Action item >>
Retype the passage of the article on medieval tapeworm DNA, starting at "Tapeworm DNA hints" and ending at "infested residents’ guts.".

Text segment >>
——————————

Tapeworm DNA hints at discomforts of life in a medieval trading hub
Samples from ancient latrines pinpoint the squirming parasites that infested residents’ guts.
Centuries-old cesspits reveal that residents of a bustling port in medieval Germany were infested with a diverse range of parasitic worms — suggesting that trade helped to carry the worms far and wide.
Intestinal parasites such as tapeworms and roundworms were common in Europe before the advent of modern sanitation. Dr Adrian Smith, from the Department of Zoology, and his colleagues extracted DNA from parasite eggs in soil samples from graveyards and former latrines. The samples, collected from archaeological sites in what are now the United Kingdom, Germany, the Czech Republic and Switzerland, ranged from 350 to 5,600 years old.
The researchers found that samples from the historic port cities of Lübeck in Germany and Bristol in the United Kingdom harboured a more genetically diverse population of parasitic whipworms (Trichuris trichiura) than less-well-connected cities.
Before AD 1300, samples from Lübeck contained large numbers of the tapeworm Diphyllobothrium latum, commonly found in raw fish, but the species was abruptly replaced in the fourteenth century by the beef tapeworm Taenia saginata, which may indicate a sudden change in diet.

——————————

(Point localization data)
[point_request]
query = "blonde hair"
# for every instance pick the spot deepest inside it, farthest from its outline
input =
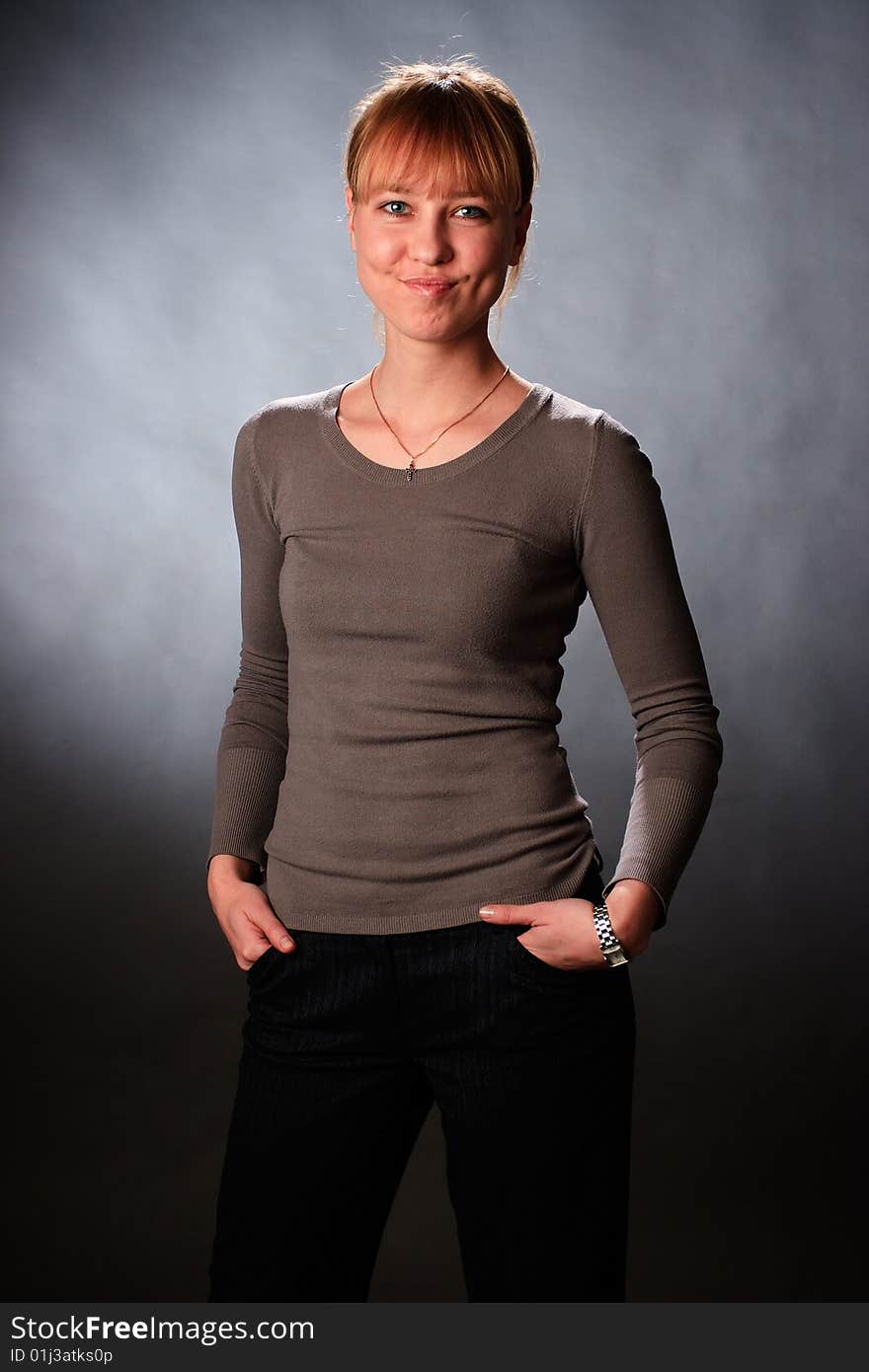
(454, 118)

——————————

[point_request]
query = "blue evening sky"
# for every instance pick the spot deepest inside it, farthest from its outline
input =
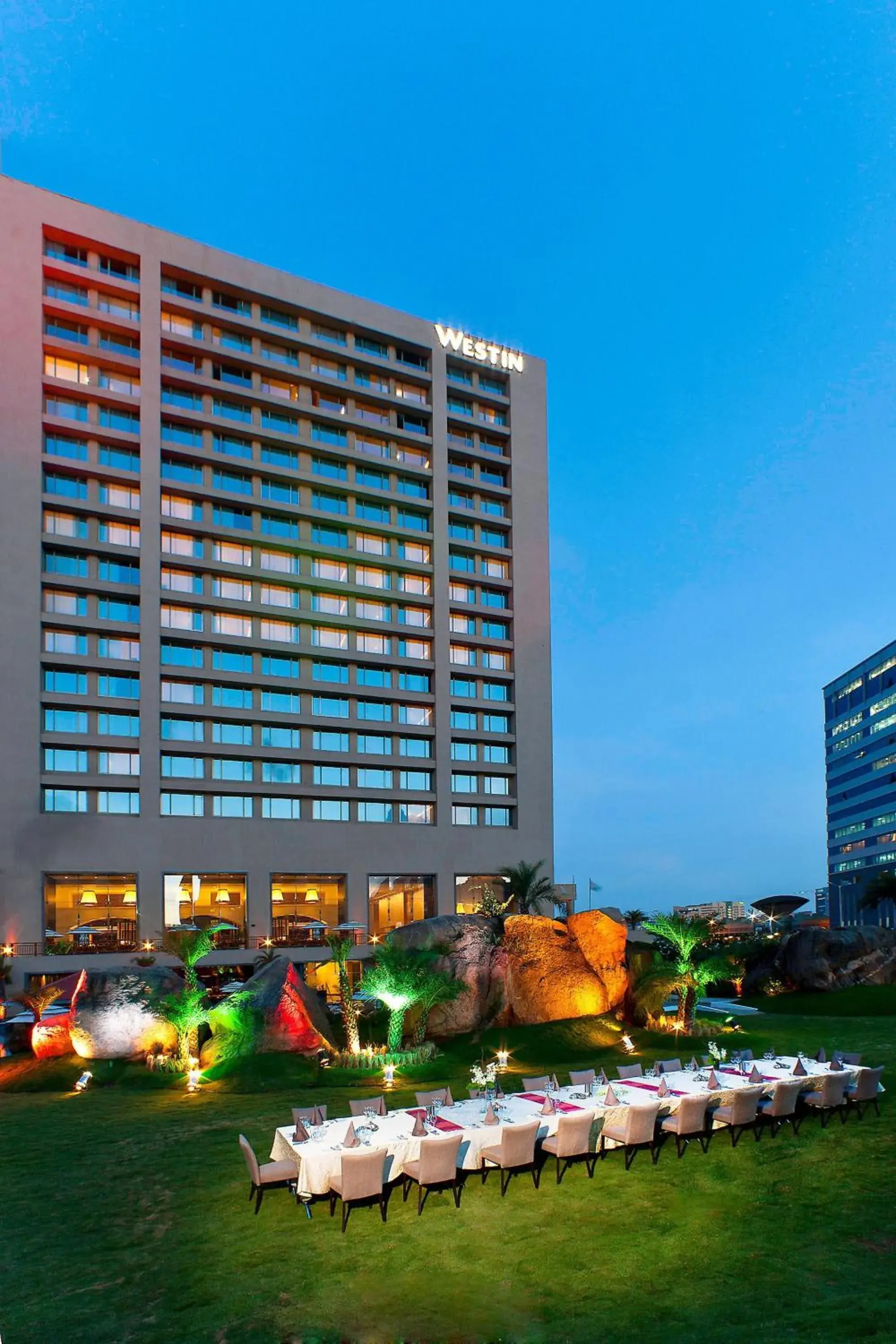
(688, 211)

——————————

Task answer >>
Tapeworm DNA hints at discomforts of life in a medieval trading hub
Samples from ancient latrines pinpoint the squirming parasites that infested residents’ guts.